• _PROBLEM TO SOLVE_: Copy out the lines of the material below with no changes.

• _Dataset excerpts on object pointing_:
◆ ◆ ◆ ◆

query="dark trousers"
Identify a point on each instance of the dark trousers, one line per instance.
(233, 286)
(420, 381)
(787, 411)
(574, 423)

◆ ◆ ◆ ◆

• _THE ANSWER_:
query="dark trousers"
Identify a point on each instance of the dark trousers, one line per instance.
(233, 286)
(420, 381)
(787, 411)
(574, 423)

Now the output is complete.